#### [Aim]
Transcribe the records below exactly as they appear.

Records of labeled points:
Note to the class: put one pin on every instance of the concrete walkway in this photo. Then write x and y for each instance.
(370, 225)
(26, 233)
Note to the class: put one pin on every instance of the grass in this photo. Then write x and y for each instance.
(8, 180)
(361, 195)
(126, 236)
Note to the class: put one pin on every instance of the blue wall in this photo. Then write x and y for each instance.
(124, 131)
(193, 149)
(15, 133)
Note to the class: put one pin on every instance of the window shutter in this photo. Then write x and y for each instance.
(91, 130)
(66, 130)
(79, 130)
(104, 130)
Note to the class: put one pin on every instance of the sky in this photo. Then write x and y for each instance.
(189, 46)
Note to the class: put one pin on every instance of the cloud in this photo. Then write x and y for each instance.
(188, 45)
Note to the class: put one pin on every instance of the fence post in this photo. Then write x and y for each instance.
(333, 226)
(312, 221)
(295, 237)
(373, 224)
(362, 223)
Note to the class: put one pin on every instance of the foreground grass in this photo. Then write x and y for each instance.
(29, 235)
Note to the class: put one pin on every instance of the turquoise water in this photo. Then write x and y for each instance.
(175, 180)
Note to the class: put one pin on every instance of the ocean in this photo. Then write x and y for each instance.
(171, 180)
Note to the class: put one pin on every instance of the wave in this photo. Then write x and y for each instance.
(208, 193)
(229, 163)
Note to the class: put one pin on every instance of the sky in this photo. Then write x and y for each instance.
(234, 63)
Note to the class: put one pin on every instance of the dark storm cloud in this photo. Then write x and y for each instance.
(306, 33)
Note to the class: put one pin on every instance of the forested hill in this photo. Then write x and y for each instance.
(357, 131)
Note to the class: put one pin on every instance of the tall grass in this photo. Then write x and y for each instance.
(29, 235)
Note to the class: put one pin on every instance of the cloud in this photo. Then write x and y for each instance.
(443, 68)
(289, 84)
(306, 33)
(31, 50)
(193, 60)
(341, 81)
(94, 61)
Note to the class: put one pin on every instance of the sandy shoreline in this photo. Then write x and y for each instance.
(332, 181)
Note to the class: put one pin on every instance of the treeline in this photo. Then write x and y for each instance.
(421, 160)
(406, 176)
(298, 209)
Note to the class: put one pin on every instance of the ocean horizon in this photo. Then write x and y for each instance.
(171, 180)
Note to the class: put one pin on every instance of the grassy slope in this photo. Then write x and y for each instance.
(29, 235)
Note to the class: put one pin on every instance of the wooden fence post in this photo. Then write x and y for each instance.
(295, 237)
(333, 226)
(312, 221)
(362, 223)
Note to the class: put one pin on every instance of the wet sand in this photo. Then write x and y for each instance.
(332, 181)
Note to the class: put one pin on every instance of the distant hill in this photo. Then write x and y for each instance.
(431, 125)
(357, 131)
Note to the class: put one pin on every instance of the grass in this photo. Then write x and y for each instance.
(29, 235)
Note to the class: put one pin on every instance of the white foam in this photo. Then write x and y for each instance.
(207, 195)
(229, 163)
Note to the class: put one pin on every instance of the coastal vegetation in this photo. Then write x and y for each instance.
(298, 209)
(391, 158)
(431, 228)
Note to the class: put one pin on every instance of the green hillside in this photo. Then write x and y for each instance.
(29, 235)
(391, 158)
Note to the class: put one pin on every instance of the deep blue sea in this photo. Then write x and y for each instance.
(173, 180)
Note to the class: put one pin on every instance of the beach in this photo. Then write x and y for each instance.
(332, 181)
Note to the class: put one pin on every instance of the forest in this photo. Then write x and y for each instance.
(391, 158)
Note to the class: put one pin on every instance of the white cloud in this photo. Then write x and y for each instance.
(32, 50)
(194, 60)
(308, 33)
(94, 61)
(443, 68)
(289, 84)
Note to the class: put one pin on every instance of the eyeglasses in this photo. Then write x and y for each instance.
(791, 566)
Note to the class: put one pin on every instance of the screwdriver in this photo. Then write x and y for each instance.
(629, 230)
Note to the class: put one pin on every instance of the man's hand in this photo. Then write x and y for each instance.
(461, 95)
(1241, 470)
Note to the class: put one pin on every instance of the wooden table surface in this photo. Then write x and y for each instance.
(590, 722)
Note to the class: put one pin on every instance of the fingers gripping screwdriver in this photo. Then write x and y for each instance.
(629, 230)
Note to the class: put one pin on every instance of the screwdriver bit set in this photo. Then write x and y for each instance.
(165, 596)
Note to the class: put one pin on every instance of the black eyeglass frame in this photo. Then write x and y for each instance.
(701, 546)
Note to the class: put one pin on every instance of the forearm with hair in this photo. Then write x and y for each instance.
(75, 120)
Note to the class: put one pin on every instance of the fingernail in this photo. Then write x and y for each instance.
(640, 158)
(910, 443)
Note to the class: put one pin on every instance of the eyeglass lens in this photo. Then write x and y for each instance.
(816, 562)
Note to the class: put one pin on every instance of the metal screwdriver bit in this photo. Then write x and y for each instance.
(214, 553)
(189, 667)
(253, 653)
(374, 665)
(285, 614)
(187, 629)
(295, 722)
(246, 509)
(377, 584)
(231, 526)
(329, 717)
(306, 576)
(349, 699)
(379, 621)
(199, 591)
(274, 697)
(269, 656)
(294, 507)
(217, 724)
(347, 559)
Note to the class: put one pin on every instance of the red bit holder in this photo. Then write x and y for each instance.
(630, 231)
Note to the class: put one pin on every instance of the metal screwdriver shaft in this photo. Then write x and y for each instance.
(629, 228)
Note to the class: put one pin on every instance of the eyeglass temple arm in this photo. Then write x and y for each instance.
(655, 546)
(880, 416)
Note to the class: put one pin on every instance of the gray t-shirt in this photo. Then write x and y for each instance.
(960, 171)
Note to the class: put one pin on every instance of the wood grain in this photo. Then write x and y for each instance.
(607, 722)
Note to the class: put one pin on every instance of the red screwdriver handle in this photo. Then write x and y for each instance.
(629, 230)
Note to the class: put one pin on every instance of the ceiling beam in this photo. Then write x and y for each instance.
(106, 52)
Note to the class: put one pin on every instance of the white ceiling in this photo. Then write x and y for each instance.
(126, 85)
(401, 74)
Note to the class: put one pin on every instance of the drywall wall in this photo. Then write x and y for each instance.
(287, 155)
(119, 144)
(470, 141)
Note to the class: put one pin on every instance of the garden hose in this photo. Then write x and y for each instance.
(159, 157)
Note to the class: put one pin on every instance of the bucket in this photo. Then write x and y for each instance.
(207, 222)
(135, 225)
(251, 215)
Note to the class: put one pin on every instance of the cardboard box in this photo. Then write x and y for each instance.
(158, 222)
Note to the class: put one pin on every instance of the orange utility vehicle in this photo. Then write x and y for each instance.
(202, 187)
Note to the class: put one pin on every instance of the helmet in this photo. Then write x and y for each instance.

#### [Correct result]
Note to the class: put one pin on every instance of the concrete walkway in this photo. Then write x and y for each instance.
(370, 225)
(26, 233)
Note to the class: put one pin on every instance of the grass in this photo. Then write x and y for each instance.
(8, 180)
(361, 195)
(126, 236)
Note to the class: put one pin on every instance of the blue wall in this photo. Then write x and y for each instance.
(124, 131)
(193, 149)
(15, 133)
Note to the class: put one pin on every instance of the window shutter in this photo. Then write x and y for each instance.
(91, 130)
(66, 130)
(79, 130)
(104, 130)
Note to the class: put one pin on every instance of the sky in this photo. Then write x and y for each instance.
(189, 46)
Note to the class: put one pin on every instance of the cloud in this photo. Then write x and y for each instance.
(188, 45)
Note to the class: put one pin on every instance of the fence post in this photo. Then write x and y for each instance.
(333, 226)
(312, 221)
(295, 237)
(373, 224)
(362, 223)
Note to the class: put one pin on every instance of the foreground grass in this photo. Then write x and y for each instance.
(29, 235)
Note to the class: put one pin on every instance of the turquoise water in this photo. Then write x and y for each instance.
(175, 180)
Note to the class: put one pin on every instance of the ocean in this photo. Then write x and y for each instance.
(171, 180)
Note to the class: put one pin on every instance of the wave in this photo. Then write x and y for each instance.
(208, 193)
(229, 163)
Note to the class: put one pin on every instance of the sky in this photo. Then write x and y for each instance.
(234, 63)
Note to the class: put one pin on every instance of the dark storm cloud in this photo. Then write x and y for each instance.
(306, 33)
Note to the class: put one pin on every instance of the forested hill in this photo. Then write x and y for each instance.
(357, 131)
Note to the class: put one pin on every instance of the tall grass in this photo. Then write x and y for each instance.
(29, 235)
Note to the class: put one pin on every instance of the cloud in this photo. Then write x and y for each instance.
(443, 68)
(289, 84)
(306, 33)
(31, 50)
(193, 60)
(341, 81)
(94, 61)
Note to the class: put one pin on every instance of the sandy shoreline in this photo. Then write x and y for each instance.
(332, 181)
Note to the class: put one pin on every instance of the treeline in this photo. Then write x and y for each instance.
(421, 160)
(406, 176)
(298, 209)
Note to the class: put one pin on every instance of the ocean horizon in this photo. Then write x and y for each instance.
(171, 180)
Note to the class: put one pin on every instance of the grassy slope in this photo. Then write x and y for each instance.
(29, 235)
Note to the class: put one pin on every instance of the wooden fence post in this photo. Then write x and y for each instance.
(295, 237)
(333, 226)
(312, 221)
(362, 223)
Note to the class: put one pin on every instance of the wet sand in this photo. Then write x and y for each instance.
(332, 181)
Note to the class: put one pin on every instance of the distant hill in this photo. Then write x and y for each instance.
(431, 125)
(357, 131)
Note to the class: put one pin on every instance of the grass in this photo. Then write x and y for each instance.
(29, 235)
Note to the class: put one pin on every instance of the white foam in this photo. Then write x and y for each instance.
(207, 195)
(229, 163)
Note to the class: put one pin on every instance of the coastal vegetation in this photo. Then write x and y for each instance.
(298, 209)
(391, 158)
(431, 228)
Note to the class: put one pin on every instance of the green hillside in this photo. Then write x and y for each instance.
(29, 235)
(391, 158)
Note to the class: put one pin on every instance of the deep blue sea in this photo. Then write x and y for each instance.
(173, 180)
Note to the class: put one pin on every instance of the beach in this photo. Then write x and y for each instance.
(332, 181)
Note to the class: put one pin on every instance of the forest in this photo. Then write x and y for each instance.
(391, 158)
Note to the class: put one pin on every instance of the white cloud in this photo. Then write x and y for each instance.
(32, 50)
(194, 60)
(308, 33)
(94, 61)
(443, 68)
(289, 84)
Note to the class: put one pin on every instance of the eyeglasses in this photo. Then write x and y for each instance.
(791, 566)
Note to the class: put one pin on every instance of the screwdriver in this photo. Then write x and y for each instance.
(629, 230)
Note to the class: put one pin on every instance of the man's hand in this photo. Then write x and y for each instance.
(461, 95)
(1241, 470)
Note to the class: put one pin on every instance of the wooden table surface in this photo. Then write x and y for each instance.
(590, 722)
Note to the class: put one pin on every instance of the fingers gripping screwdriver in this photo. Then write x and y for each instance.
(629, 230)
Note to the class: put one pin on every instance of the screwdriver bit set in this photo. Then write x and y for each instance.
(165, 596)
Note to the class: put one pin on every instance of the black eyeglass frame in this photo. Then write x and y for each instance.
(701, 546)
Note to the class: put one pin on every instance of the forearm with hair in this photo. Then write x and y for each instance.
(75, 120)
Note to the class: put one pin on every instance of the fingernail in this photo. Then write x and y for each instance.
(640, 158)
(910, 443)
Note to the class: put one pin on every instance of the eyeglass lens in this photo. Then write x and y for each instance.
(816, 562)
Note to the class: put one pin on every instance of the metal screwdriver bit in this photo. Then write x and y for each instance.
(214, 553)
(189, 667)
(253, 653)
(374, 665)
(285, 614)
(187, 629)
(295, 722)
(246, 509)
(377, 584)
(231, 526)
(329, 717)
(306, 576)
(349, 699)
(379, 621)
(199, 591)
(274, 697)
(269, 656)
(294, 507)
(217, 724)
(347, 559)
Note to the class: put one pin on every instance of the red bit holder in this photo. Then write x and y for each instance.
(630, 231)
Note to the class: put one pin on every instance of the metal screwdriver shaft in this photo. Then write x and y for each instance.
(629, 228)
Note to the class: put one pin on every instance of the eyeglass temple arm in this photo. Then write x and y for each instance.
(655, 546)
(880, 416)
Note to the class: put one pin on every instance of the gray t-shirt in this photo. Then write x and y for each instance.
(960, 171)
Note to the class: put one pin on every instance of the wood grain in this photo. Then write x and y for each instance.
(607, 722)
Note to the class: put one pin on every instance of the red screwdriver handle in this photo. Then write x and y for each instance.
(629, 230)
Note to the class: put one pin on every instance of the ceiling beam in this photo. Then write x and y for each instance.
(106, 52)
Note to the class: put one pin on every instance of the white ceiling in this photo. Then write x and y for each instance.
(126, 85)
(401, 74)
Note to the class: put one pin on every instance of the drywall wall in this photo. Then write x and y for each instance.
(287, 155)
(119, 144)
(470, 141)
Note to the class: put one pin on every instance of the garden hose in this photo. Then write x and y for each instance.
(159, 157)
Note to the class: put one pin on every instance of the bucket in this photo. Then write x and y for each instance.
(207, 222)
(135, 225)
(251, 215)
Note to the class: put one pin on every instance of the cardboard box in this photo. Then write x and y for each instance.
(158, 222)
Note to the class: put one pin on every instance of the orange utility vehicle in this photo. Then write x and y for each instance.
(202, 187)
Note to the class: put one pin on every instance of the helmet in this photo. Then write x and y for each instance.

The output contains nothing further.